____ LISTED RECORDS

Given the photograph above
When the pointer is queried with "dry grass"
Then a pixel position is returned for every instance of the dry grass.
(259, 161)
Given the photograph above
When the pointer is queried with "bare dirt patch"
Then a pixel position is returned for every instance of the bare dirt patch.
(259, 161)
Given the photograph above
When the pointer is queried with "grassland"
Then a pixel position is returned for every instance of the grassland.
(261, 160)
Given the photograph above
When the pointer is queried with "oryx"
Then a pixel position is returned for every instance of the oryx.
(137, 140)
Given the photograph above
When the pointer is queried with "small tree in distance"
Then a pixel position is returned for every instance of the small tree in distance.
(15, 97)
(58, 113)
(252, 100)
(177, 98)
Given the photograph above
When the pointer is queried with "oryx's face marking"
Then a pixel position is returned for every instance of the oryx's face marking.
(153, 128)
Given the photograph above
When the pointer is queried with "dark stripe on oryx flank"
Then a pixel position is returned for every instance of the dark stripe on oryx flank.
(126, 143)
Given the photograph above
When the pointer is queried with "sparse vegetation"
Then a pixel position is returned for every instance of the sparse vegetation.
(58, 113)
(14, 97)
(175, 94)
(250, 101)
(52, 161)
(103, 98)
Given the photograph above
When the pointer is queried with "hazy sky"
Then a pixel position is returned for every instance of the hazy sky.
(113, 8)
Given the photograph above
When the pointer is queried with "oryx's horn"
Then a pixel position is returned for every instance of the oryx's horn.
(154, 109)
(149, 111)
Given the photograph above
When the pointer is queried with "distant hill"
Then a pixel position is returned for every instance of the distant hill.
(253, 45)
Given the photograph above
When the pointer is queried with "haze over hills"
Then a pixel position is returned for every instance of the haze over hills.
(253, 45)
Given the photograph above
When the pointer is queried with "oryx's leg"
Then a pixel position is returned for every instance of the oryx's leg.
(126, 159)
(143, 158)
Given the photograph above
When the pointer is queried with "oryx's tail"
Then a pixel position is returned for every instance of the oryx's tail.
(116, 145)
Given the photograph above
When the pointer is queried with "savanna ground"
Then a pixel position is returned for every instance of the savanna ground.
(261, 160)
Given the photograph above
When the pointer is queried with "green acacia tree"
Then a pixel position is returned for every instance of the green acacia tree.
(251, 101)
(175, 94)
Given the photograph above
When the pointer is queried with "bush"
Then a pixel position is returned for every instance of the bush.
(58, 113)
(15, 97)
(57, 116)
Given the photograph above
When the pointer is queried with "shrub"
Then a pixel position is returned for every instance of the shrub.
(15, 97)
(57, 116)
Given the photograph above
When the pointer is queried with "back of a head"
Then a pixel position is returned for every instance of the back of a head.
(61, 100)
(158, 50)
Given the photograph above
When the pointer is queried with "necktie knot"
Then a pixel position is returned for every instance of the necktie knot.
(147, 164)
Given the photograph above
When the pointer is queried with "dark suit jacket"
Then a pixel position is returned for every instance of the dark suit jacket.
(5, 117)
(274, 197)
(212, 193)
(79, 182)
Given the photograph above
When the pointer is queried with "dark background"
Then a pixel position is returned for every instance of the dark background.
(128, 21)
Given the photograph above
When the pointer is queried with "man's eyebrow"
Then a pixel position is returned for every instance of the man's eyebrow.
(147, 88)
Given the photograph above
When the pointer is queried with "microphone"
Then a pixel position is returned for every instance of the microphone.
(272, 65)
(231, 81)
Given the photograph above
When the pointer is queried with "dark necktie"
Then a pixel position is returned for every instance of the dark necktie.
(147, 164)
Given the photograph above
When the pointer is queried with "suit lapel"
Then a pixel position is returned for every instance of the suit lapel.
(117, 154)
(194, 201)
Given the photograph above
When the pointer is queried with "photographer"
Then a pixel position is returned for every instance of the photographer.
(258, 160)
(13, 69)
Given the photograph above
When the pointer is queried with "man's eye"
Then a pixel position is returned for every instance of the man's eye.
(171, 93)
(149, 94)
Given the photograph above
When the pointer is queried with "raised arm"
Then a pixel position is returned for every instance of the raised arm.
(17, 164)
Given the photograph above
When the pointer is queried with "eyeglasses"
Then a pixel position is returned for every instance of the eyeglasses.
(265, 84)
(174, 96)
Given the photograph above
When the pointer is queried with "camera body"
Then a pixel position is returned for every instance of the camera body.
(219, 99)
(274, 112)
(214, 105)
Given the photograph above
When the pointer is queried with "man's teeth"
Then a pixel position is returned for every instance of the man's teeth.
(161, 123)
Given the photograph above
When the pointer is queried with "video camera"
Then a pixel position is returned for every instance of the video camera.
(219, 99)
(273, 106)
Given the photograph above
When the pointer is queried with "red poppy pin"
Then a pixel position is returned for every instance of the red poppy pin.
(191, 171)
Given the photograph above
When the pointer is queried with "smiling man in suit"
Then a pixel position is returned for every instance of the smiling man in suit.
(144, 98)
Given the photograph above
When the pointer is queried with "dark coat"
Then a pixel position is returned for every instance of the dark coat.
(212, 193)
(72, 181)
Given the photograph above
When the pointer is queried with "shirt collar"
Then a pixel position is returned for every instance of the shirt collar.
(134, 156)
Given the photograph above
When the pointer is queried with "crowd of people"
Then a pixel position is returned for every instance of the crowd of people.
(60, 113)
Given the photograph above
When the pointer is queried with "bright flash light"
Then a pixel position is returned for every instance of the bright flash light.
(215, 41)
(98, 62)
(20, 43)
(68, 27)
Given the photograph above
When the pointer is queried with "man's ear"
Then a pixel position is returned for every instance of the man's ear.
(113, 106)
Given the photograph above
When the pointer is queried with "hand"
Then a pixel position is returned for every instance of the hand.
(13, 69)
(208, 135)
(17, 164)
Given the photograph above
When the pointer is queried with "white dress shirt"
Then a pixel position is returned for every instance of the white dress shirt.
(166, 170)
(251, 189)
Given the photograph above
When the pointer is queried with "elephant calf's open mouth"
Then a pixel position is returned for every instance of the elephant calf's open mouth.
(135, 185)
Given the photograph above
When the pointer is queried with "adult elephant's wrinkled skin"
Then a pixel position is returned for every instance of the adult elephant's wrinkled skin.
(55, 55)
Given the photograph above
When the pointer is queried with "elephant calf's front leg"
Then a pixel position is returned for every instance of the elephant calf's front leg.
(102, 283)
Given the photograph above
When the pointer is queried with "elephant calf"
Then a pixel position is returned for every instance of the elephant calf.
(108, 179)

________

> **WHAT IS ASKED**
Output all of the data again, exactly.

> **SOLUTION TO THE PROBLEM**
Given the photograph above
When the pointer is queried with "dry grass"
Then a pixel position is returned for every instance of the dry grass.
(259, 161)
Given the photograph above
When the pointer is queried with "bare dirt patch"
Then a pixel position is returned for every instance of the bare dirt patch.
(259, 161)
Given the photograph above
When the pointer is queried with "grassland"
Then a pixel position is returned for every instance of the grassland.
(261, 160)
Given the photograph above
When the pointer is queried with "oryx"
Then a pixel position is returned for every instance of the oryx.
(137, 140)
Given the photograph above
When the pointer is queried with "small tree in distance"
Then a pixel position is returned for every instance of the small tree in distance.
(15, 97)
(58, 113)
(252, 100)
(177, 98)
Given the photograph above
When the pointer is queried with "oryx's face marking"
Then a pixel position is returned for every instance of the oryx's face marking.
(153, 128)
Given the photograph above
When the pointer is queried with "dark stripe on oryx flank"
Then a pixel position is returned for every instance of the dark stripe on oryx flank.
(126, 143)
Given the photograph above
When the pointer is queried with "sparse vegetation"
Then a pixel position is returned for every instance of the sparse vegetation.
(58, 113)
(14, 97)
(175, 94)
(250, 101)
(52, 161)
(103, 98)
Given the photograph above
When the pointer is queried with "hazy sky"
Then a pixel position is returned for every instance of the hazy sky.
(113, 8)
Given the photograph above
When the pointer is queried with "oryx's horn"
Then a pixel position is returned for every instance of the oryx's horn.
(154, 109)
(149, 111)
Given the photograph above
When the pointer is queried with "distant hill"
Then a pixel position is returned for every instance of the distant hill.
(253, 45)
Given the photograph above
When the pointer is queried with "haze over hills"
Then a pixel position is returned for every instance of the haze over hills.
(253, 45)
Given the photograph above
When the pointer is queried with "oryx's leg"
Then a pixel position is returned for every instance of the oryx's leg.
(126, 159)
(143, 158)
Given the photograph above
When the pointer is queried with "oryx's tail"
Then a pixel position is returned for every instance of the oryx's tail.
(116, 145)
Given the photograph above
When the pointer is queried with "savanna ground"
Then a pixel position is returned for every instance of the savanna ground.
(261, 160)
Given the photograph above
When the pointer is queried with "green acacia tree"
Then a pixel position is returned for every instance of the green acacia tree.
(251, 101)
(175, 94)
Given the photograph above
When the pointer is queried with "bush"
Then a pixel position is returned for every instance of the bush.
(58, 113)
(15, 97)
(57, 116)
Given the photograph above
When the pointer is queried with "shrub"
Then a pixel position is returned for every instance of the shrub.
(15, 97)
(57, 116)
Given the photograph above
When the pointer is queried with "back of a head"
Then a pixel position is returned for every instance of the back of a head.
(61, 100)
(158, 50)
Given the photograph above
When the pointer is queried with "necktie knot"
Then a pixel position is returned for every instance of the necktie knot.
(147, 164)
Given the photograph above
When the pointer is queried with "dark suit jacket"
Then a pixel position is returned for every instance of the dark suit jacket.
(5, 117)
(274, 197)
(212, 193)
(79, 182)
Given the photograph above
When the pointer is queried with "dark background"
Then a pixel position is returned for every instance of the dark background.
(128, 21)
Given the photograph above
When the pointer is queried with "man's eyebrow"
Then a pixel position is returned for every instance of the man's eyebrow.
(147, 88)
Given the photograph above
When the pointer is queried with "microphone"
Then a pixel position is returned for every instance of the microphone.
(272, 65)
(231, 81)
Given the photograph above
When the pointer is queried with "dark necktie"
Then a pixel position is returned for every instance of the dark necktie.
(147, 164)
Given the photograph above
When the pointer is queried with "suit lapel"
Then a pixel position is returned for every instance of the suit lapel.
(117, 154)
(194, 201)
Given the photograph above
When the pointer is queried with "photographer"
Then a pixel position is returned for every instance of the photographer.
(258, 160)
(13, 69)
Given the photograph above
When the pointer is queried with "man's eye"
Then a pixel position is returned for every instance of the man's eye.
(171, 93)
(149, 94)
Given the photograph above
When the pointer is queried with "raised arm"
Then a pixel position is returned for every instance of the raised arm.
(17, 164)
Given the photograph above
When the pointer is queried with "eyeglasses"
Then a pixel position is returned for every instance of the eyeglasses.
(265, 84)
(174, 96)
Given the photograph above
When the pointer is queried with "camera body"
Then a pixel position is returned for every instance of the camera body.
(219, 99)
(274, 112)
(214, 105)
Given the photograph above
When the pointer is queried with "man's teeth"
Then a pixel position is returned for every instance of the man's teeth.
(161, 123)
Given the photograph above
When the pointer is queried with "video camera"
Then a pixel position is returned for every instance of the video camera.
(219, 99)
(273, 106)
Given the photograph above
When the pointer is queried with "red poppy pin"
Then a pixel position is returned for every instance of the red poppy pin.
(191, 171)
Given the photograph above
When the pointer is queried with "smiling man in suit"
Then a pixel position is returned for every instance of the smiling man in suit.
(144, 98)
Given the photograph above
When the pointer is queried with "dark coat"
Then a pixel position is returned for every instance of the dark coat.
(212, 193)
(72, 181)
Given the photograph above
When the pointer is queried with "shirt collar"
Then a pixel position is returned for every instance of the shirt collar.
(134, 156)
Given the photograph above
When the pointer is queried with "crowd of people"
Then a pixel position is returned for every instance of the crowd of people.
(60, 113)
Given the photograph above
When the pointer is queried with "bright flash light"
Then a pixel position is returned for every instance of the bright flash light.
(215, 41)
(98, 62)
(20, 43)
(68, 27)
Given the photograph above
When the pointer is queried with "man's ear"
Then a pixel position is returned for every instance of the man's ear.
(113, 106)
Given the photograph above
When the pointer is queried with "hand"
Then a pixel position is returned for every instance of the hand.
(13, 69)
(208, 135)
(17, 164)
Given the photograph above
When the pointer is queried with "white dress shirt"
Then a pixel position is returned for every instance of the white dress shirt.
(166, 170)
(251, 189)
Given the photograph above
When the pointer is queried with "elephant calf's open mouth"
Then a pixel position is returned for every instance of the elephant calf's open mouth.
(135, 185)
Given the photograph above
When the pointer is queried with "adult elephant's wrinkled skin"
Then a pixel position is returned for every instance of the adult elephant's wrinkled skin.
(55, 55)
Given the photograph above
When the pointer is queried with "elephant calf's front leg"
Then a pixel position is returned for every instance of the elephant calf's front leg.
(102, 283)
Given the photograph above
When the pointer is queried with "elephant calf"
Then a pixel position is returned for every instance of the elephant calf.
(108, 179)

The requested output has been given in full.